- Records shown -
------

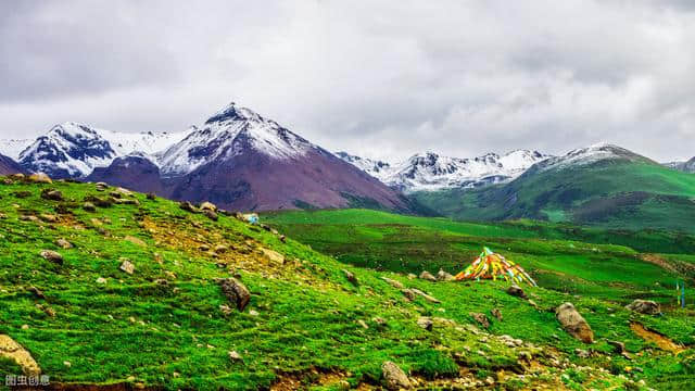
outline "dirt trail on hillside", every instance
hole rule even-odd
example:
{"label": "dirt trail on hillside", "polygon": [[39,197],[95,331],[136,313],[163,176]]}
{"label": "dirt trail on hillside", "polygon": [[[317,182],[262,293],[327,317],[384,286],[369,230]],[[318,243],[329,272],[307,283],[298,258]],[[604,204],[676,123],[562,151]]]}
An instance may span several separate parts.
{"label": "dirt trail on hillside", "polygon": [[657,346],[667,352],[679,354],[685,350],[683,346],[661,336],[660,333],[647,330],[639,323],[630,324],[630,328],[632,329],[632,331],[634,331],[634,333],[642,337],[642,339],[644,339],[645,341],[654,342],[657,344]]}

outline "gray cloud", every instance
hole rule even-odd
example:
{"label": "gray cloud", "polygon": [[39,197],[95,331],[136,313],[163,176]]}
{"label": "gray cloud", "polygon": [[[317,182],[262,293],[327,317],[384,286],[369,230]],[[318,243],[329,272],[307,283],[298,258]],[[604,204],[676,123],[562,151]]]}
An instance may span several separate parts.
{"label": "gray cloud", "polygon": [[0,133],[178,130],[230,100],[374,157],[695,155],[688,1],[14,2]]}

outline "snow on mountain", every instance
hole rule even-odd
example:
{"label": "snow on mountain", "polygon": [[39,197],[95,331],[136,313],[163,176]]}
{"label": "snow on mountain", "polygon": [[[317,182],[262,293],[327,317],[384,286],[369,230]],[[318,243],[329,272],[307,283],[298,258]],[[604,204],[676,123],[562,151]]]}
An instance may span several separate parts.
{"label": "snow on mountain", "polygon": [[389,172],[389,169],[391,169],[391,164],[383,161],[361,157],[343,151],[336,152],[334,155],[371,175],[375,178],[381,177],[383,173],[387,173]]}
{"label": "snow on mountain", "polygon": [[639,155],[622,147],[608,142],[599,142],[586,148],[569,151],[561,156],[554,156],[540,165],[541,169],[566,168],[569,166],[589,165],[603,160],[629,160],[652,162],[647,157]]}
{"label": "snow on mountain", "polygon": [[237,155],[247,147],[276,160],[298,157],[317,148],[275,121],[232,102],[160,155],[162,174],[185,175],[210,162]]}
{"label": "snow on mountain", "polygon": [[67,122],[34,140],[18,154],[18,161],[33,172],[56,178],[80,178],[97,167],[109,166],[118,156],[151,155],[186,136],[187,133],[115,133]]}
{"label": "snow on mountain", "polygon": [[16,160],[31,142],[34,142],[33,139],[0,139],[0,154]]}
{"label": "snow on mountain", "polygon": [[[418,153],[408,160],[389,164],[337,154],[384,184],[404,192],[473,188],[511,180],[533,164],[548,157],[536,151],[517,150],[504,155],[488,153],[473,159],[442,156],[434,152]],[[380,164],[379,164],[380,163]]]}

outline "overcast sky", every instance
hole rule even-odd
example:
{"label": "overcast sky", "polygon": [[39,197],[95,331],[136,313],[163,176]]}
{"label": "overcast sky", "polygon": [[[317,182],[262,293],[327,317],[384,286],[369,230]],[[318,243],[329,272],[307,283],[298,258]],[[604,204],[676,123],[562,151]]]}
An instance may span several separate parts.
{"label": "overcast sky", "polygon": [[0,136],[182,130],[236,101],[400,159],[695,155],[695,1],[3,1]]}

------

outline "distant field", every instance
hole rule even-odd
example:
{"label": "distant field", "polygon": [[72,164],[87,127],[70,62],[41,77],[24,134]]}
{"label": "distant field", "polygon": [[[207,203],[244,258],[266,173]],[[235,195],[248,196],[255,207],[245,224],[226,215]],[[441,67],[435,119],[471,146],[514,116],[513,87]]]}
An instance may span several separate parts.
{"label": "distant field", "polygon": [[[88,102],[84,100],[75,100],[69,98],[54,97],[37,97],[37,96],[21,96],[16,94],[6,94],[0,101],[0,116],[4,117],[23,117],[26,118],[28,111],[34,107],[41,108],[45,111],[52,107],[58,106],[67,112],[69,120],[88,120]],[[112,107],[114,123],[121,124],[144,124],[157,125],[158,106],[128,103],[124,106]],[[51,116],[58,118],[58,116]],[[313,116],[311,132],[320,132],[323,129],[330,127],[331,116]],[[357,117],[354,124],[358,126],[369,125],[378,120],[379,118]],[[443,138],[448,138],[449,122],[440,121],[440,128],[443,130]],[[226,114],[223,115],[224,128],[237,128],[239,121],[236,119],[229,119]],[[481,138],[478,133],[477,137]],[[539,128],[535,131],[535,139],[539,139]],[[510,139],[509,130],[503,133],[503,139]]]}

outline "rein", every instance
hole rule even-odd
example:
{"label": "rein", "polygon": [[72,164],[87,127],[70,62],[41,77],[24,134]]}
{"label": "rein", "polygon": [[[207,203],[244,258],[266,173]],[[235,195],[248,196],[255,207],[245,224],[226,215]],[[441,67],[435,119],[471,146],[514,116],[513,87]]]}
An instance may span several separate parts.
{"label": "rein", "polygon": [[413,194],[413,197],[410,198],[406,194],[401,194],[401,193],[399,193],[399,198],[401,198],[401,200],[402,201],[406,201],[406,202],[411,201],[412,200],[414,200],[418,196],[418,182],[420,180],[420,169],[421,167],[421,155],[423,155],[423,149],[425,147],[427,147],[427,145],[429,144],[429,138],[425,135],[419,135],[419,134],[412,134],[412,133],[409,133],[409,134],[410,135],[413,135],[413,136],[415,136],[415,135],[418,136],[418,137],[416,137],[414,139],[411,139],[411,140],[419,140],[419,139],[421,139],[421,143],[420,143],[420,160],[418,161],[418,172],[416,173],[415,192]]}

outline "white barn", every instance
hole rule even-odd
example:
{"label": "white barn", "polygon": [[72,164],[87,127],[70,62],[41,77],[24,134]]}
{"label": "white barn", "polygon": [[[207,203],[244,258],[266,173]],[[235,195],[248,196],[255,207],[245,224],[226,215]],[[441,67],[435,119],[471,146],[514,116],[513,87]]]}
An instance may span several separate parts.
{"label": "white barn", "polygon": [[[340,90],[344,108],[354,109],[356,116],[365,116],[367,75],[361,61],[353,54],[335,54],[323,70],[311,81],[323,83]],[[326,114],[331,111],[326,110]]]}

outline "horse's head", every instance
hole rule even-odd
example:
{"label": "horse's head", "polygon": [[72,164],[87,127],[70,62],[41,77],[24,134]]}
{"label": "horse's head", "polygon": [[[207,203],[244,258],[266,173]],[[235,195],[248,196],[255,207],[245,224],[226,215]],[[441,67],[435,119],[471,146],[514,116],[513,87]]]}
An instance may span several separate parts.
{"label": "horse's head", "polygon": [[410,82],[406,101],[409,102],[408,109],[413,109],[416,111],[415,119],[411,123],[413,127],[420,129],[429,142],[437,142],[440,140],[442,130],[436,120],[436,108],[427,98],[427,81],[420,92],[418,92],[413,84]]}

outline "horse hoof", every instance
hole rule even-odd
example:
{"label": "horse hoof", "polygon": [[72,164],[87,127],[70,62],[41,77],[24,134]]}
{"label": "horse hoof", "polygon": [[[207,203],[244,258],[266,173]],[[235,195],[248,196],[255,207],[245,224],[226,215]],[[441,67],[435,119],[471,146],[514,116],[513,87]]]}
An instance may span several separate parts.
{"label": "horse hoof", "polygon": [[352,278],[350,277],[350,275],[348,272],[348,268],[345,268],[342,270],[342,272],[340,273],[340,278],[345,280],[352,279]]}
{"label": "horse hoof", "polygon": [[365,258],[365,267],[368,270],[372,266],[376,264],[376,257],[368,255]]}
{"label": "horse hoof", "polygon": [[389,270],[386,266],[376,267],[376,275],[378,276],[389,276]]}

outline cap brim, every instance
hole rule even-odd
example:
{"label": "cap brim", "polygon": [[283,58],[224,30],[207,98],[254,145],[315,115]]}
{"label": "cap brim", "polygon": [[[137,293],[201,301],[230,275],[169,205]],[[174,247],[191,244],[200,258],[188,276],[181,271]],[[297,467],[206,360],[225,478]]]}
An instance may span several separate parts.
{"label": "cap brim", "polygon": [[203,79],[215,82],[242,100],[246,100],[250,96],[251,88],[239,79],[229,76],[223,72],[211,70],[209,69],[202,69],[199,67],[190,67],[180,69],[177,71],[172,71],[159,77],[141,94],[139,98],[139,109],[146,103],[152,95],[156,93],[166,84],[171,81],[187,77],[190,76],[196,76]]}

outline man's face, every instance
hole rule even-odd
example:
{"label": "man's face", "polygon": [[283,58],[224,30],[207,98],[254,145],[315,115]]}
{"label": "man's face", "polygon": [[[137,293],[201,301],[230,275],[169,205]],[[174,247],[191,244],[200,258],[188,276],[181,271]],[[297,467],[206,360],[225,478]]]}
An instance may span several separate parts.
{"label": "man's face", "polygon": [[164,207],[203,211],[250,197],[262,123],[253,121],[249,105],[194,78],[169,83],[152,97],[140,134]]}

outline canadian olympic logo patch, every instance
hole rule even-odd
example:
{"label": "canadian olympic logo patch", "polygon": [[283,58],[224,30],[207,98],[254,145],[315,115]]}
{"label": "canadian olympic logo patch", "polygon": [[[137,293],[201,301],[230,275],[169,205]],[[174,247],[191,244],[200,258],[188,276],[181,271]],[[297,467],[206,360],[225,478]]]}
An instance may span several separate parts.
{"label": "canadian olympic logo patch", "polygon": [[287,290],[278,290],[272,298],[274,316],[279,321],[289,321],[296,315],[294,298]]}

------

Pull out every line in the entries above that contains the word "gray". Uppercase and lowercase must match.

- Answer for the task -
outline "gray cloud", every instance
{"label": "gray cloud", "polygon": [[39,197],[95,331],[136,313],[163,176]]}
{"label": "gray cloud", "polygon": [[[317,182],[262,293],[327,317],[384,286],[369,230]],[[318,243],[329,272],[307,283],[298,258]],[[604,204],[676,123],[562,151]]]}
{"label": "gray cloud", "polygon": [[0,133],[178,130],[230,100],[374,157],[695,155],[688,1],[14,2]]}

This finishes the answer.